Hershey, or Seagull, was mostly treated like an oddity in the American press. Constantly poking fun at her lifestyle and appearance, Hershey maintained her individuality although her once blossoming career was falling apart due to the press’ treatment. Asked about her freewheeling lifestyle and ANGELA, Barbara longingly replied, “I’m not trying to attract attention to myself or to be different, just to be different. I don’t want anyone else to accept my way of life as their own.”

Like their American counterparts, the Dutch press, not surprisingly, seized on the story as well with Hershey giving a press conference along with van der Heyde shortly after her arrival. She recounted the story of the seagull and the hopeful director mentioned this would be his first real film. She also exclaimed that the character of Angela was already very much a ‘part of her’. Van der Heyde recounted how he had discovered her in LAST SUMMER and their correspondence. He was already struggling to describe his film though, attempting to compare the late sixties American youth movement with the Stock market crash of 1929. Bizarre and still not formed. in America, the story was mostly forgotten before Hershey and Carradine touched down in the Netherlands.

News of the film remained in the Dutch headlines throughout 1972. Algemeen Dagblad even went so far as documenting an average day for Hershey, which began by waking up each day at five at the Leonardo Oranje Hotel Leeuwarden where she was staying. From there she’d take a train to the hamlet of Veenwoudsterwal, located in Groningen for filming.

Van der Heyde was featured in a full page piece about the young vanguard of Dutch cinema in the early seventies, mostly centered around the landmark $corpio Films and their masters, many of whom he’d studied with back at the Film Academy. The young director again praised his American cast and mentioned this was the first film he’d had the chance to make unimpeded by outside forces.

One of the most detailed pieces about van der Heyde and the making of the film appeared in the the summer of ’72 pages of HET PAROOL. The director recalled he spent four years writing the script, how he was impressed by other Hershey films outside of LAST SUMMER and the importance of the pastoral locations. He also again attempted to clarify the connection he saw between 1926 in Holland and America in the late sixties with really only his point comparing the conservative backlash the youth of both eras landing.

I so wish I could report that all the marvelous film history that goes along with ANGELA somehow or another made this a good film. Sadly, with seemingly everything in place it turned out to be van der Heyde’s devotion to other films that became ANGELA’S undoing. Van der Heyde stacks ANGELA from beginning to end with constant allusions and references to some of his favorite films and it…is…exhausting.

+++

:: Work to do ::
In the reading text about the making of the film ANGELA, which hotel was Hershey staying at during filming?

Region annotation entries:

+++

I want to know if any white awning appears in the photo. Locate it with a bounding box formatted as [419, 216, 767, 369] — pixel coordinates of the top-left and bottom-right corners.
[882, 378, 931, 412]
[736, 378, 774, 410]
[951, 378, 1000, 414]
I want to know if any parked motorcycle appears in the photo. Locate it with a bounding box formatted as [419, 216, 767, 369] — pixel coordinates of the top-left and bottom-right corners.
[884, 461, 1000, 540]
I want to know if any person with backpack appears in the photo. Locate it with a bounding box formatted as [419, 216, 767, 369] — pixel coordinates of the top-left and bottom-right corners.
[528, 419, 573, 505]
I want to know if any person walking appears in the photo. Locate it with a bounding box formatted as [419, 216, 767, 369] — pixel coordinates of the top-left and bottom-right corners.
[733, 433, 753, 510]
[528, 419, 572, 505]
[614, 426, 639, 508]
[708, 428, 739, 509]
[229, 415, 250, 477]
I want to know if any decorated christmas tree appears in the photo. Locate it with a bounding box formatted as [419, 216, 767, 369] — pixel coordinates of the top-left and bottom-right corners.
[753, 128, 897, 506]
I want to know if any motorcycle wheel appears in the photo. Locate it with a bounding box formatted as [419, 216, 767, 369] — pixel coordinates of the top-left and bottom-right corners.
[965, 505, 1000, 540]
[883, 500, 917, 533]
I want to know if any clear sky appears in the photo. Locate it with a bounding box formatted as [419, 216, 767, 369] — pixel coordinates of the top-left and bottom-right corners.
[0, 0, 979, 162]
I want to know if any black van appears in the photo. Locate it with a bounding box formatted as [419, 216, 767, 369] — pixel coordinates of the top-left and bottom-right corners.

+++

:: Full answer ::
The Leonardo Oranje Hotel Leeuwarden.